» Provided passage:
[START]
From: Duncan <1i5t5.duncan@cox.net>
To: linux-btrfs@vger.kernel.org
Subject: Re: Another ENOSPC situation
Date: Sat, 2 Apr 2016 07:31:44 +0000 (UTC) [thread overview]
Message-ID: <pan$9f448$74821e54$55580fe7$7b88b8c6@cox.net> (raw)
In-Reply-To: CAJCQCtR8RNJddBXAcTsbFN51YrwEDSz2Get45oQyJsP3o6xS-w@mail.gmail.com
Chris Murphy posted on Fri, 01 Apr 2016 23:43:46 -0600 as excerpted:
> On Fri, Apr 1, 2016 at 10:55 PM, Duncan <1i5t5.duncan@cox.net> wrote:
>> Marc Haber posted on Fri, 01 Apr 2016 15:40:29 +0200 as excerpted:
>
>>> [4/502]mh@swivel:~$ sudo btrfs fi usage / Overall:
>>> Device size: 600.00GiB Device allocated:
>>> 600.00GiB Device unallocated: 1.00MiB
>>
>> That's the problem right there. The admin didn't do his job and spot
>> the near full allocation issue
>
>
> I don't yet agree this is an admin problem. This is the 2nd or 3rd case
> we've seen only recently where there's plenty of space in all chunk
> types and yet ENOSPC happens, seemingly only because there's no
> unallocated space remaining. I don't know that this is a regression for
> sure, but it sure seems like one.
Notice that he said _balance_ failed with ENOSPC. He did _NOT_ say he
was getting it in ordinary usage, just yet. Which would fit a 100%
allocated situation, with plenty of space left in both data and metadata
chunks. The plenty of space left inside the chunks would keep ordinary
usage from running into problems just yet, but balance really /does/ need
room to allocate at least one new chunk in ordered to properly handle the
chunk rewrite via COW. (At least for data, metadata seems to work a bit
differently. See below.)
[END]
» Objectives:
a – Reproduce the btrfs post word for word, between "From: Duncan <1i5t5.duncan@cox.net>" and "Message-ID: <pan$9f448$74821e54$55580fe7$7b88b8c6@cox.net> (raw)", inclusive.
b – Summarize the btrfs post in two sentences.
Work from the btrfs post alone, without bringing in outside knowledge.

» Record excerpts:
[START]
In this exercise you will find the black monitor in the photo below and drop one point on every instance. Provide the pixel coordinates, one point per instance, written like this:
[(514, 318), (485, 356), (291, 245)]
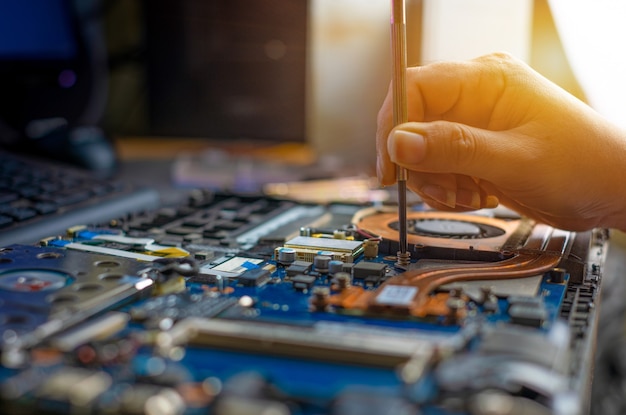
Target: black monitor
[(227, 69), (53, 81)]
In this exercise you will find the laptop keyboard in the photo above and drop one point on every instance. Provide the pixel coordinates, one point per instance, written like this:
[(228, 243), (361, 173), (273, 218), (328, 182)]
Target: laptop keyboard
[(38, 199)]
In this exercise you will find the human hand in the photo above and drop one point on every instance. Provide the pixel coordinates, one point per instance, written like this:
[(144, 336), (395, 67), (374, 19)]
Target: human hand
[(493, 130)]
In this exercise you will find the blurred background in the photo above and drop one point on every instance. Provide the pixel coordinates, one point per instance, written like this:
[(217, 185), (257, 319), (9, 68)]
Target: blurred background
[(290, 70)]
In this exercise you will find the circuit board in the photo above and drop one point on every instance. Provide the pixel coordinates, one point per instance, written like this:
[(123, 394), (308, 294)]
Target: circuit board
[(234, 304)]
[END]
» Expected answers:
a –
From: Duncan <1i5t5.duncan@cox.net>
To: linux-btrfs@vger.kernel.org
Subject: Re: Another ENOSPC situation
Date: Sat, 2 Apr 2016 07:31:44 +0000 (UTC) [thread overview]
Message-ID: <pan$9f448$74821e54$55580fe7$7b88b8c6@cox.net> (raw)

b – Chris Murphy disputes Duncan's view that the ENOSPC error on a fully allocated 600 GiB filesystem is the admin's fault, noting recent cases where ENOSPC occurred despite plenty of space in all chunk types and suggesting a possible regression. Duncan replies that the failure was reported for balance rather than ordinary usage, which fits a 100% allocated filesystem with free space inside its chunks, because balance needs room to allocate at least one new chunk for the COW rewrite, at least for data.